> **Aim**: Format everything in the records below, from the line containing "Target: woman with beige headband" down to the line containing "x=103, y=474", as a Markdown table with the columns Entry and Content. Put a row number under Entry and each line under Content, leaving out blank lines.

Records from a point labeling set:
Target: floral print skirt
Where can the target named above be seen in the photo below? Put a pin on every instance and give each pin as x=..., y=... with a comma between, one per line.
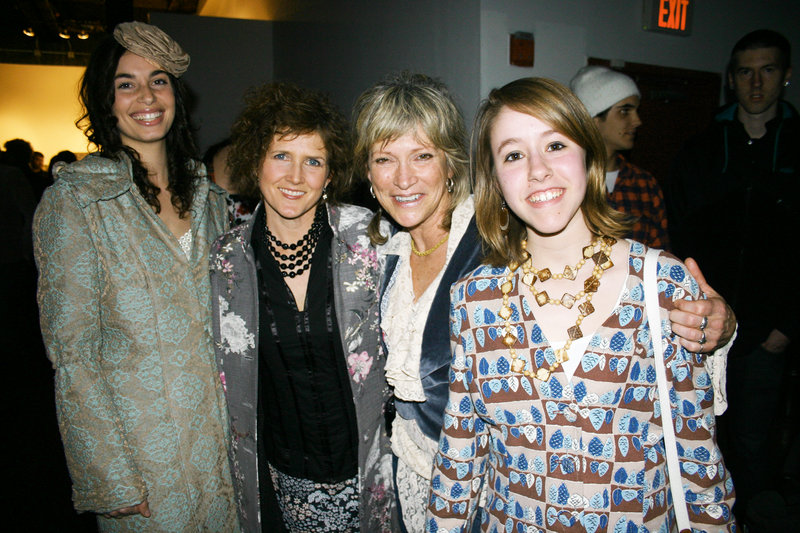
x=309, y=506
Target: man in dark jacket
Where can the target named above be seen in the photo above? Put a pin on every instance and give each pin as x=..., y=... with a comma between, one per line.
x=733, y=205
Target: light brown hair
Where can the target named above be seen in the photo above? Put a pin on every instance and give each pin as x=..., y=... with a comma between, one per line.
x=556, y=105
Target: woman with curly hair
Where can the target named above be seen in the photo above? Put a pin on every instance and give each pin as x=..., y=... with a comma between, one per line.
x=121, y=242
x=295, y=311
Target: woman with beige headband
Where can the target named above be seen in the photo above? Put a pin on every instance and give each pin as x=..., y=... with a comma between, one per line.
x=121, y=242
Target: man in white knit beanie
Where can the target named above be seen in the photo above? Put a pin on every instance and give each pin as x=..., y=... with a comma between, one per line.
x=612, y=98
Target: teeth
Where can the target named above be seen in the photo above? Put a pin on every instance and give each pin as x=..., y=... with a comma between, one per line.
x=411, y=198
x=147, y=116
x=296, y=194
x=546, y=195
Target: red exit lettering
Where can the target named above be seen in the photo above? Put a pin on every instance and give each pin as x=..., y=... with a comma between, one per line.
x=672, y=14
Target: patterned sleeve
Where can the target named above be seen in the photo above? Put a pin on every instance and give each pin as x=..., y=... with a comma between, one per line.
x=460, y=462
x=706, y=481
x=103, y=474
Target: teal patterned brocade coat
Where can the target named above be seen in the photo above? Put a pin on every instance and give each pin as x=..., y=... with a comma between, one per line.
x=125, y=316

> **The reply**:
| Entry | Content |
|---|---|
| 1 | Target: woman with beige headband |
| 2 | Where can the target named above be seen in the photo above? Put a pin on every instance and give each pin as x=..., y=... with a comma between, one per line. |
| 3 | x=121, y=242 |
| 4 | Target: man in white knit beanie |
| 5 | Where can the target named above be seen in the photo above? Put a pin on every instance and give each pin as x=..., y=... with a comma between, one per line. |
| 6 | x=612, y=98 |
| 7 | Target: teeth |
| 8 | Where can the target named above be seen in the photo above? Put a pin on every instance and give each pin as x=..., y=... with a comma between, one per line. |
| 9 | x=411, y=198 |
| 10 | x=147, y=116 |
| 11 | x=296, y=194 |
| 12 | x=546, y=195 |
| 13 | Target: red exit lettering |
| 14 | Where can the target named above be seen in the photo above? Put a pin on every instance and give each pin as x=..., y=... with a comma between, one per line. |
| 15 | x=672, y=14 |
| 16 | Target: patterned sleeve |
| 17 | Where can the target named above be seen in the photo above? Put a pin on every instance and give each pin as x=..., y=... with a comma between, one per line. |
| 18 | x=460, y=462 |
| 19 | x=706, y=481 |
| 20 | x=103, y=474 |